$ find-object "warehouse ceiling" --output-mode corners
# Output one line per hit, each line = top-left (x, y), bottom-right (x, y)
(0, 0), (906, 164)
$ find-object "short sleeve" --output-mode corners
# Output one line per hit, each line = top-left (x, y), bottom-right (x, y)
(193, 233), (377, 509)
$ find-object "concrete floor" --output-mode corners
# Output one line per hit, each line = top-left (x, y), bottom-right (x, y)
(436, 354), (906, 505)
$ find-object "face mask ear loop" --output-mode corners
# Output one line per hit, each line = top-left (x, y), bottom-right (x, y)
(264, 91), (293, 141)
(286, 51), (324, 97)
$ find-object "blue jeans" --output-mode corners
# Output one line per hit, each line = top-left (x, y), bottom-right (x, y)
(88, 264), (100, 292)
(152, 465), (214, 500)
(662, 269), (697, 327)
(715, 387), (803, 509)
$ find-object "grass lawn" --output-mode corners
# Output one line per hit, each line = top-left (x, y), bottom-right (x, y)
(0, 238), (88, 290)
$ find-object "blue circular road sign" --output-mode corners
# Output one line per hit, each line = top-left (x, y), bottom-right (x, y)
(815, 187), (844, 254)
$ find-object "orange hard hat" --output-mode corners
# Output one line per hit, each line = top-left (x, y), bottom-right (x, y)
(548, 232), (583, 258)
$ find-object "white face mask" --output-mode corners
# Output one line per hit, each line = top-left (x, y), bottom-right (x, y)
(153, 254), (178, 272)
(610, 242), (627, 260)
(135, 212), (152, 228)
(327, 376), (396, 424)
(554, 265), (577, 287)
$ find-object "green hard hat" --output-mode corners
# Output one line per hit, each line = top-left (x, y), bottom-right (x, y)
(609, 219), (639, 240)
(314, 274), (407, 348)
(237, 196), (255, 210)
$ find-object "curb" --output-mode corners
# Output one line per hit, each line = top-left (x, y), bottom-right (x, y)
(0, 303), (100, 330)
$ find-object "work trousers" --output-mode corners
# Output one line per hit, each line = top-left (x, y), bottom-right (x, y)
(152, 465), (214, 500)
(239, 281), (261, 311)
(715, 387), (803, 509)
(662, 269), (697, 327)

*-*-*

Problem details
Please convert all the items above into a JSON list of strings, with one string for each line and no blank lines.

Exercise output
[
  "$ find-object \"warehouse ceiling\" --output-mode corners",
  "# Output one line per hit, each line = top-left (x, y), bottom-right (x, y)",
  "(0, 0), (906, 164)",
  "$ find-object \"short sleeve\" --output-mode corners",
  "# Output one line per hit, each line = top-left (x, y), bottom-right (x, y)",
  "(193, 233), (377, 509)",
  "$ find-object \"concrete floor\" --output-mode corners",
  "# Output one line per hit, each line = top-left (x, y), bottom-right (x, y)",
  "(436, 354), (906, 505)",
  "$ find-object \"face mask ear loop\" --output-mode corners",
  "# Output one line per hit, each line = top-left (x, y), bottom-right (x, y)",
  "(264, 91), (293, 141)",
  "(286, 51), (324, 97)",
  "$ find-object \"blue jeans\" --output-mode corners",
  "# Output one line per hit, each line = top-left (x, y), bottom-right (x, y)",
  "(88, 264), (100, 292)",
  "(152, 465), (214, 500)",
  "(662, 269), (697, 327)",
  "(715, 387), (803, 509)",
  "$ find-object \"grass lawn\" --output-mode corners",
  "# Output one line per hit, each line = top-left (x, y), bottom-right (x, y)",
  "(0, 238), (88, 290)",
  "$ find-object \"blue circular road sign\" --output-mode corners",
  "# Output one line per hit, each line = top-left (x, y), bottom-right (x, y)",
  "(815, 187), (844, 254)",
  "$ find-object \"orange hard hat\" --output-mode corners",
  "# Output one line per hit, each line = top-left (x, y), bottom-right (x, y)",
  "(548, 232), (583, 258)",
  "$ find-object \"white face mask\" --output-mode corners",
  "# Output one line per hit, each line = top-left (x, y), bottom-right (x, y)",
  "(153, 254), (178, 272)",
  "(610, 242), (627, 260)",
  "(135, 212), (152, 228)",
  "(327, 376), (396, 424)",
  "(554, 265), (577, 287)",
  "$ find-object \"green hard hat\" --output-mode corners",
  "# Output one line per hit, each line = top-left (x, y), bottom-right (x, y)",
  "(609, 219), (639, 240)",
  "(314, 274), (407, 348)",
  "(237, 196), (255, 210)",
  "$ find-object \"curb\" --output-mode corners",
  "# Output one line per hit, each line = top-left (x, y), bottom-right (x, y)",
  "(0, 303), (100, 330)",
  "$ find-object \"work trousers\" --output-mode corners",
  "# Output one line per hit, each line = top-left (x, y), bottom-right (x, y)",
  "(152, 465), (214, 500)",
  "(239, 281), (261, 311)",
  "(715, 387), (803, 509)",
  "(662, 269), (697, 327)"
]